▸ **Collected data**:
▼

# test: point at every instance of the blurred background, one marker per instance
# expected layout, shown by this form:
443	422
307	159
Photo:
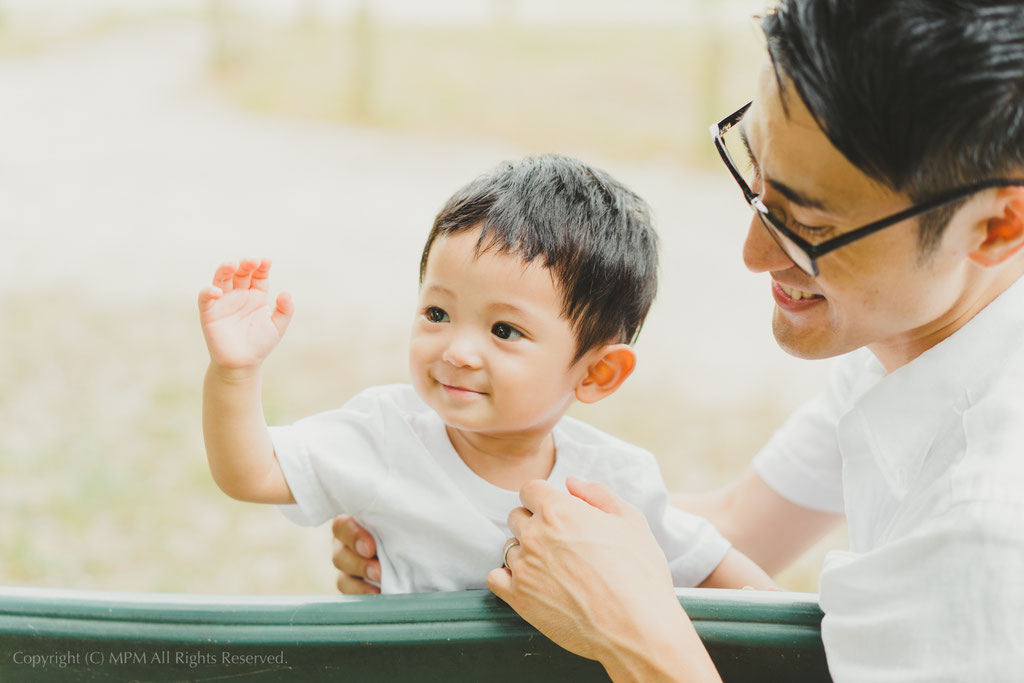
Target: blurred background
141	144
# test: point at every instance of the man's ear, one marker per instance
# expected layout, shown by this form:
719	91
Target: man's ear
1003	233
607	368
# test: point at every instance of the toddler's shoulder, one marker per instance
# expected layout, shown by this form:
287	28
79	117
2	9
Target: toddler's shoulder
600	451
388	397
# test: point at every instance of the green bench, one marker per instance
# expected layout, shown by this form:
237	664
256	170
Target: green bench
64	635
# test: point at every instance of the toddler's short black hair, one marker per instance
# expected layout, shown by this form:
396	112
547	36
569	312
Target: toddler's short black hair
591	231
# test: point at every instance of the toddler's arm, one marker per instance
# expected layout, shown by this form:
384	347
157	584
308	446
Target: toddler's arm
242	326
737	570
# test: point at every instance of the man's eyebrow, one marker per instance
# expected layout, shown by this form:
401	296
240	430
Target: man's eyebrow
795	196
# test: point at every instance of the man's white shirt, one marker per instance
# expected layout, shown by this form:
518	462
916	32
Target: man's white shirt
386	459
928	465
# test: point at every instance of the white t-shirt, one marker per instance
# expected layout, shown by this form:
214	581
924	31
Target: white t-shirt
928	465
385	458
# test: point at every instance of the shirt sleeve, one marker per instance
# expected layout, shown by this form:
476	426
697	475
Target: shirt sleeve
802	461
691	544
336	462
941	604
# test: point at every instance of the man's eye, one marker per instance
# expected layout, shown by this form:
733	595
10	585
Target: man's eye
812	232
435	314
505	331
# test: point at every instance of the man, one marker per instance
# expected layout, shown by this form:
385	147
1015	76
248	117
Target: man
883	155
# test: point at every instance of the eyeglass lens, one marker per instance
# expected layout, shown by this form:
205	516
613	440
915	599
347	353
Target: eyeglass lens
740	158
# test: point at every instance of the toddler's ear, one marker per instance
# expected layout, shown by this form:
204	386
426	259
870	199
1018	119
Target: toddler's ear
607	368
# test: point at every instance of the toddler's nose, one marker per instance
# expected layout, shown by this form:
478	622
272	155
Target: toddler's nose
463	352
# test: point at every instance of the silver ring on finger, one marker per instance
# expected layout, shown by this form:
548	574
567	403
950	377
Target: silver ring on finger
509	545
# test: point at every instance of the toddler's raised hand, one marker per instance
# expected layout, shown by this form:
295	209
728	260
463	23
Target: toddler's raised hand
240	322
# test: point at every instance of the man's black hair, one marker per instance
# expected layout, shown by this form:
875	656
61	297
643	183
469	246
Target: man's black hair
591	231
922	95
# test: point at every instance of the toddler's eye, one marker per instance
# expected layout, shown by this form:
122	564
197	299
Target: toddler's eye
505	331
435	314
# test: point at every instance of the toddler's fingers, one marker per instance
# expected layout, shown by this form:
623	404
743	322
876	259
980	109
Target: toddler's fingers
222	278
244	274
261	275
208	296
283	311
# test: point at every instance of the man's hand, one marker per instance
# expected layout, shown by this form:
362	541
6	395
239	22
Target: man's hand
354	556
240	323
590	575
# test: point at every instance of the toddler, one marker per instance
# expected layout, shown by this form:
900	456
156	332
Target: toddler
534	283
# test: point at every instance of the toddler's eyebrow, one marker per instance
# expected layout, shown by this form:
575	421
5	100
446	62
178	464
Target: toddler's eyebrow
501	305
439	289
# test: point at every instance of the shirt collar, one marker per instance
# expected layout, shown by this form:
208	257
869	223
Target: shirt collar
904	411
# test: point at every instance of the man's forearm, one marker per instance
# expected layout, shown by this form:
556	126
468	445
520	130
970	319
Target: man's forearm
238	443
672	652
768	528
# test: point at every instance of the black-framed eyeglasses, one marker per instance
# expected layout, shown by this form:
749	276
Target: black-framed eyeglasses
804	254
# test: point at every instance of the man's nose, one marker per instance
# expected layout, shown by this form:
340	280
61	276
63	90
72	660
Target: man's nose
463	350
761	252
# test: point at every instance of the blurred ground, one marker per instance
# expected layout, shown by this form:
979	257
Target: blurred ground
135	160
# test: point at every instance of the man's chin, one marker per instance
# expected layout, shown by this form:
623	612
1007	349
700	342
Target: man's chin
808	346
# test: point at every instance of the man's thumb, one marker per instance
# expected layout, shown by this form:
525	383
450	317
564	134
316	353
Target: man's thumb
595	494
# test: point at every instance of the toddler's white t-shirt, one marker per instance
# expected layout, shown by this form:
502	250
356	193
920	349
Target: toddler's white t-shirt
385	458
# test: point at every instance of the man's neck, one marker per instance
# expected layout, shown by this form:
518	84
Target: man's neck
893	354
506	461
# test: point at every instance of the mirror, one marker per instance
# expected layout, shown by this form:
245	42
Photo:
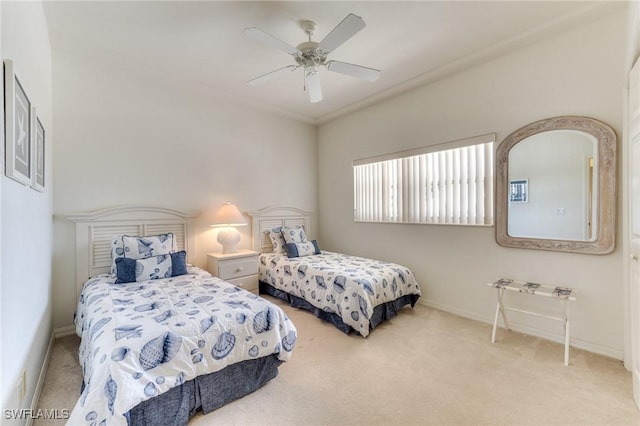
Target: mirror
555	186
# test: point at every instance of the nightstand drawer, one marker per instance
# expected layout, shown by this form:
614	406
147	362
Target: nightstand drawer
249	283
235	268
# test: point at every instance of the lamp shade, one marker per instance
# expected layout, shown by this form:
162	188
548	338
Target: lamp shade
229	215
227	218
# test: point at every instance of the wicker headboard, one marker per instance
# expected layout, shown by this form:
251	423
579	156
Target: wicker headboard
95	230
271	217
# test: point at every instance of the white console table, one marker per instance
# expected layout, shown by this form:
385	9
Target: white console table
563	294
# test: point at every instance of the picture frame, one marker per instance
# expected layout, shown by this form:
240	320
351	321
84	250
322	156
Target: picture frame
18	128
519	191
38	153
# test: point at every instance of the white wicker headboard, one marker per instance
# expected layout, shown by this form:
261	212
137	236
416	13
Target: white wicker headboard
271	217
95	230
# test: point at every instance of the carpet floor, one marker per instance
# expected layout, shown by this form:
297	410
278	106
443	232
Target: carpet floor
424	367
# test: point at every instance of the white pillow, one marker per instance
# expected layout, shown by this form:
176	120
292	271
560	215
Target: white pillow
277	240
294	234
141	247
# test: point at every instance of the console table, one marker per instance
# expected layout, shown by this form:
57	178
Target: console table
563	294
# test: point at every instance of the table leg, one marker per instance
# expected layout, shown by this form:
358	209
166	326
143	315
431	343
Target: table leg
499	310
567	325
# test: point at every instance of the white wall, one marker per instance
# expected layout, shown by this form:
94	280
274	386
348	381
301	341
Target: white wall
580	72
26	226
126	137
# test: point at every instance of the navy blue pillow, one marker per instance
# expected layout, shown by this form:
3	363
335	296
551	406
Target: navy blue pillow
302	249
178	263
125	270
126	267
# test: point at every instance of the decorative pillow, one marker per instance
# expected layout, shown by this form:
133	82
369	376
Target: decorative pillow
303	249
277	240
141	247
150	268
294	234
178	263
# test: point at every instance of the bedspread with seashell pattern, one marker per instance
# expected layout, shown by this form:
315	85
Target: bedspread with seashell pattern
141	339
349	286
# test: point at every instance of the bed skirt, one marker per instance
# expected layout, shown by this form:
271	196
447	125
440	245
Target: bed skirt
380	314
205	393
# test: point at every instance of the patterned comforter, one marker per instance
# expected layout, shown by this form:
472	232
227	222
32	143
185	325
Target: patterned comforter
346	285
141	339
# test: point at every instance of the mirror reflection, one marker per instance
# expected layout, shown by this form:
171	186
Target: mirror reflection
552	181
556	186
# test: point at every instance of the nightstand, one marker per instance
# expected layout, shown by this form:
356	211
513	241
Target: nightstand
240	268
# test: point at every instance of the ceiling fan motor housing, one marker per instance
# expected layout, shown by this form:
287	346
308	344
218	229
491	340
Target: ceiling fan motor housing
309	54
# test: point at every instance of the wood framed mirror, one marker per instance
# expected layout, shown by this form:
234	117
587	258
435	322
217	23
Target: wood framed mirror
556	186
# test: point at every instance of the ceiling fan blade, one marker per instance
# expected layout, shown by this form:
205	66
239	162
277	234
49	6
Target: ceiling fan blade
271	75
341	33
269	40
312	81
357	71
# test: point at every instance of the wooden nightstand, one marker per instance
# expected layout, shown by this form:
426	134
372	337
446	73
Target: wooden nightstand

▲

▸ **Exercise instructions**: Locate the line that contains "# test: point at every instance of the patterned", then please quote it and every line after it to the end of the entries above, exactly and with nothing else.

▸ **Solution to the exercise**:
# test: point at every instance of the patterned comforter, one marker per instance
# expected layout, shown by this form:
472	232
227	222
32	143
185	325
Target: patterned comforter
346	285
141	339
# test: point at every instance of the mirror reflection, one marker per instance
# expected layout, shown by this form:
171	186
Target: mirror reflection
552	181
556	186
# test: point at every instance of the nightstand, one marker per instance
# expected layout, shown by this form:
356	211
513	241
Target: nightstand
240	268
# test: point at every instance of the ceiling fan motor housing, one marker per instance
# expected layout, shown by this form:
287	346
308	344
218	229
491	340
Target: ceiling fan motor housing
309	54
# test: point at every instance of the wood framed mirror, one marker per instance
# expected layout, shown by this form:
234	117
587	258
435	322
217	23
Target: wood framed mirror
556	186
# test: point at every instance of the ceiling fan blade, one marker per instance
# expected layout, shown by this form:
205	66
239	162
277	234
49	6
Target: ceiling fan blade
271	75
341	33
269	40
312	81
357	71
# test: point at every instance of the wooden nightstand, one marker per instance
# expected layout, shown by this form:
426	134
372	337
446	73
Target: wooden nightstand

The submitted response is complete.